Monthly Archives: June 2016

Biblical Precepts on Adultery: Introduction [Podcast]

bible-and-rings

My spouse is cheating, and I’m a Christian, but I’m so upset I don’t know what God wants me to do! I’m the spouse who cheated and I am a Christian, but I ended the affair and confessed to God–do I have to tell my spouse?

In this week’s episode, we begin our new our series “Biblical Precepts on Adultery” as we begin a summer study of what the Bible has to say about infidelity and how God would have us act.

Today we discuss how to study the Bible, the definition of adultery, and what the series will include.  After all, how can you expect to have a godly marriage or know what God thinks of adultery if you never study what HE says about it?

1. How I study the Bible:

2. Biblically define adultery

  • Adultery is a verb–an action–just like “Love.”  It’s not a feeling or “something that just happens” but rather an action that you do.
  • Adultery is between married people.  When a couple is dating, engaged or living together, there can be an expectation of exclusivity, and there can be a break of trust if there isn’t exclusivity, but it is not adultery.  In the Bible adultery is unfaithfulness of a husband or wife to their spouse.

▶ SET PROBLEM 1
Collect every line of the records that contains the word "planter".

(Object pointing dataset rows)
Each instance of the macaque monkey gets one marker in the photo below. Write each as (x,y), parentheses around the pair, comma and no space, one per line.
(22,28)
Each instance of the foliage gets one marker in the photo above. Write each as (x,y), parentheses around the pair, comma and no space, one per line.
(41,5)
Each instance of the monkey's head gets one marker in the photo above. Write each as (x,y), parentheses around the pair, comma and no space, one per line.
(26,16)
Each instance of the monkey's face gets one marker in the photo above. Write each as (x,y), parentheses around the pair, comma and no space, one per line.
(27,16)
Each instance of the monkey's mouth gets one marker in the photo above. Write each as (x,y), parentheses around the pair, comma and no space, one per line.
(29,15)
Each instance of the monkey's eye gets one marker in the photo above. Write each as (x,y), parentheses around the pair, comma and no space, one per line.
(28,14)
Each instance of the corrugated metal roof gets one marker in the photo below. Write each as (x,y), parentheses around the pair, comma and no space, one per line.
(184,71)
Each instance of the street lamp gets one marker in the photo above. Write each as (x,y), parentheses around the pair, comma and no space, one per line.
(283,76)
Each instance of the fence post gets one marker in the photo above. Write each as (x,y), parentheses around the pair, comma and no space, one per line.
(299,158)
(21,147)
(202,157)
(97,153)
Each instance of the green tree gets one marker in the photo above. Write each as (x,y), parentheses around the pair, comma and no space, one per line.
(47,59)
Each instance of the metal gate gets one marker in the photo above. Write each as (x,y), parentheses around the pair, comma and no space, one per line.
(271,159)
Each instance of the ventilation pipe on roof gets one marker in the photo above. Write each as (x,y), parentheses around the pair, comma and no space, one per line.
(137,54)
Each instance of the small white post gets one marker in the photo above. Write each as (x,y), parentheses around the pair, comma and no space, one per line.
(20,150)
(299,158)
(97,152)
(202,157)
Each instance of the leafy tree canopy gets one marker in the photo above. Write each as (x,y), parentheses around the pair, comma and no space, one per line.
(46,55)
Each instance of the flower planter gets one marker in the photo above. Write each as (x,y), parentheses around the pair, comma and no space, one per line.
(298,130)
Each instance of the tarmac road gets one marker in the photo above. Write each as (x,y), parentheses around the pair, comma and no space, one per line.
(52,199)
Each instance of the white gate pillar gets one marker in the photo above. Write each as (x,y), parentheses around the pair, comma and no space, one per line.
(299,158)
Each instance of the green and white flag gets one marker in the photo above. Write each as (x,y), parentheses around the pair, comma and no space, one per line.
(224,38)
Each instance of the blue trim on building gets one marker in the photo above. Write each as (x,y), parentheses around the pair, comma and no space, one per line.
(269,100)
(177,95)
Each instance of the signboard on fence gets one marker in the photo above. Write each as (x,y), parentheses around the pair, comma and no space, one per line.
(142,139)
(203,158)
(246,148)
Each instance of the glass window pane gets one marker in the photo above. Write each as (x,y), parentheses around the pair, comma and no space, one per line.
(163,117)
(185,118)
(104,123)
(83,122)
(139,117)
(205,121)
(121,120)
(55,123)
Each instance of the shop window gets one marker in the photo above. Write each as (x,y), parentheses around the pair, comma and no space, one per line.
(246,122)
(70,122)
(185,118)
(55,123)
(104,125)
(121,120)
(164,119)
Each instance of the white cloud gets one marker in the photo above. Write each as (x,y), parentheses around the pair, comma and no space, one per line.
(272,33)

▶ SET PROBLEM 2
According to the podcast introduction on adultery, which three topics does today's episode discuss?

▶ COMPLETE OUTPUT 1
Each instance of the flower planter gets one marker in the photo above. Write each as (x,y), parentheses around the pair, comma and no space, one per line.

▶ COMPLETE OUTPUT 2
How to study the Bible, the definition of adultery, and what the series will include.